*Written request*:
Rewrite the Weather Girl review from "Read our review" to "St. Ann’s Warehouse.", swapping "solo drama" for "one-woman play".

*Source excerpt*:
☆ ☆ ☆ ☆ ☆ ☆ ☆

Read our review of Weather Girl off Broadway, a solo drama written by Brian Watkins and performed by Julia McDermott in the title role at St. Ann’s Warehouse.
Reporting live from the field, a weather girl speaks to the TV news viewers of Fresno, California, clutching a Stanley cup, wearing a hot pink and red outfit, and putting on a smile that might just be brighter than the fire consuming a house directly behind her. We don’t see the deadly blaze, but we hear Stacey Gross, the titular Weather Girl in Brian Watkins’s play, tell us how it’s melting her makeup and causing sweat to pool in her Spanx. The world may be burning around her, but she’s still got to carry on with mascara maintenance as usual.
Though Fresno is a large city, Stacey is the familiar local face people see around town and greet like she were an old friend. She’s their daily reminder that the world is bright, or else only temporarily stormy, and mostly predictable. Right? When Stacey herself begins to question whether that role makes her complicit in her beloved state’s destruction amid drought, wildfire, and other consequences of climate change, both her onscreen persona and offscreen life begin to unravel.
As written by Watkins, this everywoman could be swapped out for any other local reporter: Instead of a weather girl — whose breakdown begins when she learns the aforementioned burning building had a now-dead family inside — Stacey could just as easily be, say, a local education reporter covering a school shooting in a state with more relaxed gun laws for much of the play’s first half. The second half homes in more specifically on climate change as Stacey learns she’s supposedly inherited her estranged, homeless mother’s ability to conjure water from nothing.

☆ ☆ ☆ ☆ ☆ ☆ ☆

(Rows from a pointing dataset)
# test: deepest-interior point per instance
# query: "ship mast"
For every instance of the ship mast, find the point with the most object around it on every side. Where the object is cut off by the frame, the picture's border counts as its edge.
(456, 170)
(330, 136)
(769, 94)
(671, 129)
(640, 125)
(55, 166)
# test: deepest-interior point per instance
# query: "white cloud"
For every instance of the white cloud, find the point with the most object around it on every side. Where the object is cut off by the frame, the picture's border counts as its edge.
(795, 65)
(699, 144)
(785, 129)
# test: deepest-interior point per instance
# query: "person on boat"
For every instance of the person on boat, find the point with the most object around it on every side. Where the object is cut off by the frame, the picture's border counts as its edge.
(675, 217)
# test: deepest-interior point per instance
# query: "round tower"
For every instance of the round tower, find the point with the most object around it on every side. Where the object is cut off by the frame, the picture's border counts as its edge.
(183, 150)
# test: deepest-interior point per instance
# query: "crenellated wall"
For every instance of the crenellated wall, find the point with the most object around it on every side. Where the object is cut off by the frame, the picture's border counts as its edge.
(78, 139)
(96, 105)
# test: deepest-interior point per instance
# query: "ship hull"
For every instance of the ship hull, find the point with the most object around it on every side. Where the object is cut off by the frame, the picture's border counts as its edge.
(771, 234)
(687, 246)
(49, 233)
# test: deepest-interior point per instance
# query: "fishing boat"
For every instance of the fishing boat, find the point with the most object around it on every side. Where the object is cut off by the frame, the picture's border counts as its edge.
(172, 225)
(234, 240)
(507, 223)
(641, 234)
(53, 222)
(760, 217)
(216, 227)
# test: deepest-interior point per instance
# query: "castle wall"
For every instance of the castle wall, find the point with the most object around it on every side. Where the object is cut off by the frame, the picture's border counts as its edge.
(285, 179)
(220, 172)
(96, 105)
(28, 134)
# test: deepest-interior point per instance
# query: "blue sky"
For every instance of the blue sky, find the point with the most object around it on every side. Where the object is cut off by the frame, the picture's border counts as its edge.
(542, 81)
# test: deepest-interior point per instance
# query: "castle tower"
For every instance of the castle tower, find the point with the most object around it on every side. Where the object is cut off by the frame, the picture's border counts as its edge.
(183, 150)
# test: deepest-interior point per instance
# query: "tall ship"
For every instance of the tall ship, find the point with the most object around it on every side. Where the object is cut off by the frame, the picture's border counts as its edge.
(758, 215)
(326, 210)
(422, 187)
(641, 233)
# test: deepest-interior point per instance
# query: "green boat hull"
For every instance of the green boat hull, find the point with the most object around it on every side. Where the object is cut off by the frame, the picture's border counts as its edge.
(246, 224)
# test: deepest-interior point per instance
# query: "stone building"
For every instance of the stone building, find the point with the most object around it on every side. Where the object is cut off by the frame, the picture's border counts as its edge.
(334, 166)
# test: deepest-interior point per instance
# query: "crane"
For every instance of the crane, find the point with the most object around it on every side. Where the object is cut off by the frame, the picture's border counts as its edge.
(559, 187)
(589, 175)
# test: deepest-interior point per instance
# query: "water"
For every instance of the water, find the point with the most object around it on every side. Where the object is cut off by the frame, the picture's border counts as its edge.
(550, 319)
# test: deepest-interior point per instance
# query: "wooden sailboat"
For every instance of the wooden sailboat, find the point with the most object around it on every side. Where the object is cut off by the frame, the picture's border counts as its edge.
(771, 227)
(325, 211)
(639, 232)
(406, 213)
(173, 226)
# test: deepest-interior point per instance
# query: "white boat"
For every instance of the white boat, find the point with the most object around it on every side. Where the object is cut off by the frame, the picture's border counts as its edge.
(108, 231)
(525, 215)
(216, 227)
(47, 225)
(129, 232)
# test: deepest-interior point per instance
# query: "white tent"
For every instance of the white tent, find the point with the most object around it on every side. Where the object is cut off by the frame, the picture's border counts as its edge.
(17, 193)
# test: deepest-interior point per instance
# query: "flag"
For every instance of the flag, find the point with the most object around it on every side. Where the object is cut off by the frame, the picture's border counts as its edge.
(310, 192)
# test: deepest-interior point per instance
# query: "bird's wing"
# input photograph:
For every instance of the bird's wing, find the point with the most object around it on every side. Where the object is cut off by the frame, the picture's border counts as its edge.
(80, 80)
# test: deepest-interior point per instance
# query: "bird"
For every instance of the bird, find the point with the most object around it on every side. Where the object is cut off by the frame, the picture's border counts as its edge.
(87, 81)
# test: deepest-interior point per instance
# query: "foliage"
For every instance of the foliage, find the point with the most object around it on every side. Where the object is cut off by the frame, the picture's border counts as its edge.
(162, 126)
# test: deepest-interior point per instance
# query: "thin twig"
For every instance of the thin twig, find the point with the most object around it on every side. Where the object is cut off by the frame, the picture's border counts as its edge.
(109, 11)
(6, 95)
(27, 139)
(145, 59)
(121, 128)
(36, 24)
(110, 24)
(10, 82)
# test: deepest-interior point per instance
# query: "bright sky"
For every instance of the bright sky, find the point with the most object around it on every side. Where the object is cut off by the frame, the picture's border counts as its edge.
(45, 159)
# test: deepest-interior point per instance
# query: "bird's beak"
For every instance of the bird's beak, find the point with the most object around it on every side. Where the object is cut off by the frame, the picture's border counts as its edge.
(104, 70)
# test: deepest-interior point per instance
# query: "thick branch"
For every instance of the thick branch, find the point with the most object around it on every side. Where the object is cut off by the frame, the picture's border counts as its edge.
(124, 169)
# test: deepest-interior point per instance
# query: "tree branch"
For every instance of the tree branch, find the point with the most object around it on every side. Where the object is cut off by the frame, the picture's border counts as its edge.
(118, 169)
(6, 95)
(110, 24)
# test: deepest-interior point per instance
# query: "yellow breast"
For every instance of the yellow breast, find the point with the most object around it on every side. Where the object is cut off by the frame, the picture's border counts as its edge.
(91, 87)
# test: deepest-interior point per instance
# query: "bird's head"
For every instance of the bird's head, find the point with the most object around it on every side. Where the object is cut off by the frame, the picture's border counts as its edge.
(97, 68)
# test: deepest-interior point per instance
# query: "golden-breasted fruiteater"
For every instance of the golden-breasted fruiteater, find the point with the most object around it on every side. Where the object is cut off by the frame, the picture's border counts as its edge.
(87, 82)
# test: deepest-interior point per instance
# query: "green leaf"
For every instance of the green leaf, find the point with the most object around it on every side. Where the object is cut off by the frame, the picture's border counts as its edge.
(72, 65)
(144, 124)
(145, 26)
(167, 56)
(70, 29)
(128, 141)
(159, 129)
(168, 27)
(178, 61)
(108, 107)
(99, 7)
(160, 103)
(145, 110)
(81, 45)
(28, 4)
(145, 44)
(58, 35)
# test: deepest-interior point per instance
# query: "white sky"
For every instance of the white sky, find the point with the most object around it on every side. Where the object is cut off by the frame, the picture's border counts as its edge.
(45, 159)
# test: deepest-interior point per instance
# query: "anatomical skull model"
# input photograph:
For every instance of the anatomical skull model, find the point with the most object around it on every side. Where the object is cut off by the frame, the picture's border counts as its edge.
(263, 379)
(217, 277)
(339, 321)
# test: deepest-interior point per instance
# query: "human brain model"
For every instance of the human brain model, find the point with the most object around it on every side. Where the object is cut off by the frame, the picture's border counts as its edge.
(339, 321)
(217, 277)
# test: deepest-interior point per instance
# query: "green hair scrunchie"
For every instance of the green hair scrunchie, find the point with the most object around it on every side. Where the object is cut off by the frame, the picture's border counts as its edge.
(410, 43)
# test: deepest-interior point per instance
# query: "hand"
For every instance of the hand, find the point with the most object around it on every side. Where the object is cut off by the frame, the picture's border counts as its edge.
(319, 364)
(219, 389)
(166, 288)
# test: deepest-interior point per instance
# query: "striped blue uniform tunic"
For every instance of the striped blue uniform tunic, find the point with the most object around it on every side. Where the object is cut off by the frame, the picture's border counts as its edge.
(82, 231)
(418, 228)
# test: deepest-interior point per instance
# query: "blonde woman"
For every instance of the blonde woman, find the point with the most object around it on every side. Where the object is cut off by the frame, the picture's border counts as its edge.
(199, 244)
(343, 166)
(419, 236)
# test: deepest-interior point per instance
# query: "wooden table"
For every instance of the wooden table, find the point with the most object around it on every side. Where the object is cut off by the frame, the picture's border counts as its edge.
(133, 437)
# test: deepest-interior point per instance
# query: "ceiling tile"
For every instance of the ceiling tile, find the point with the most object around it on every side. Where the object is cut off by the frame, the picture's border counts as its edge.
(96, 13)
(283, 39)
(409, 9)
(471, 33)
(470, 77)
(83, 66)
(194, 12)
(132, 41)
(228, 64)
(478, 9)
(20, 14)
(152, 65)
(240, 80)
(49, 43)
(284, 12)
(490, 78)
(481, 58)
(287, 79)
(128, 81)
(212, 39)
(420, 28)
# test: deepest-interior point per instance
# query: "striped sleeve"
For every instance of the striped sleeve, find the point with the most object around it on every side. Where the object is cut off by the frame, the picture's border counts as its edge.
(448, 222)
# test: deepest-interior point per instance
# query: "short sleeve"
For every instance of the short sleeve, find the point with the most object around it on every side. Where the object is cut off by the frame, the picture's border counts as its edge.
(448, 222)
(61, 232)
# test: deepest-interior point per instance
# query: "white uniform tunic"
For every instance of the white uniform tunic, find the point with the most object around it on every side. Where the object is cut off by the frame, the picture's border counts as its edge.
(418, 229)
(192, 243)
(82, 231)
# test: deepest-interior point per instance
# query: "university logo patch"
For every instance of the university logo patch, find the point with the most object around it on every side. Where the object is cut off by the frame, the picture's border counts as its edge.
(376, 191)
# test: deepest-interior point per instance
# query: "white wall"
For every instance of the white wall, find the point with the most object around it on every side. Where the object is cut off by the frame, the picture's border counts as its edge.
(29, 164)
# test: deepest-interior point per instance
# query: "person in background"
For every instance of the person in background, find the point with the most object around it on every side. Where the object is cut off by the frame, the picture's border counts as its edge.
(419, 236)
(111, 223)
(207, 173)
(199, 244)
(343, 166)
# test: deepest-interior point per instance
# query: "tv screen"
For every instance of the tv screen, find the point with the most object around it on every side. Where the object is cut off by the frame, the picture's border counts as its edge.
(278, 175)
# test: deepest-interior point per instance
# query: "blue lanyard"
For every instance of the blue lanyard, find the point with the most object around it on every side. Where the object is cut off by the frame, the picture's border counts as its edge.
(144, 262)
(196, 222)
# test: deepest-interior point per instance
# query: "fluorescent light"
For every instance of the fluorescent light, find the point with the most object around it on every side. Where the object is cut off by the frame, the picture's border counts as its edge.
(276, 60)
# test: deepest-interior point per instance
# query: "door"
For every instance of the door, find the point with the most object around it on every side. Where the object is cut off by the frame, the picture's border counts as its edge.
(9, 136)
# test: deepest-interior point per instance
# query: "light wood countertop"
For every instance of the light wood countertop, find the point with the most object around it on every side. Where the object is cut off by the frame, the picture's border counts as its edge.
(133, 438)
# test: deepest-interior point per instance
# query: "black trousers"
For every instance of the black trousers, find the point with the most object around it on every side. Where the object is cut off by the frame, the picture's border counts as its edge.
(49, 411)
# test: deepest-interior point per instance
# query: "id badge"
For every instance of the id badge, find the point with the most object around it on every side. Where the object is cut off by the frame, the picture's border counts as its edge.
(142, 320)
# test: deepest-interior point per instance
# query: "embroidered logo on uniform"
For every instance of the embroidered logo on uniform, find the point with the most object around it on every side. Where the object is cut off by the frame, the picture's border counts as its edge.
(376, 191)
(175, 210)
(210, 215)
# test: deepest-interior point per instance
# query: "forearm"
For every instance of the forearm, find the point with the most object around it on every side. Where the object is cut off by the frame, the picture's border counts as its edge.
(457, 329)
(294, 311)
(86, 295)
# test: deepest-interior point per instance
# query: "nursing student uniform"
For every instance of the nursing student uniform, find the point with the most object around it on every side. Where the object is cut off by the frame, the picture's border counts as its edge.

☆ ☆ ☆ ☆ ☆ ☆ ☆

*Result of the task*:
Read our review of Weather Girl off Broadway, a one-woman play written by Brian Watkins and performed by Julia McDermott in the title role at St. Ann’s Warehouse.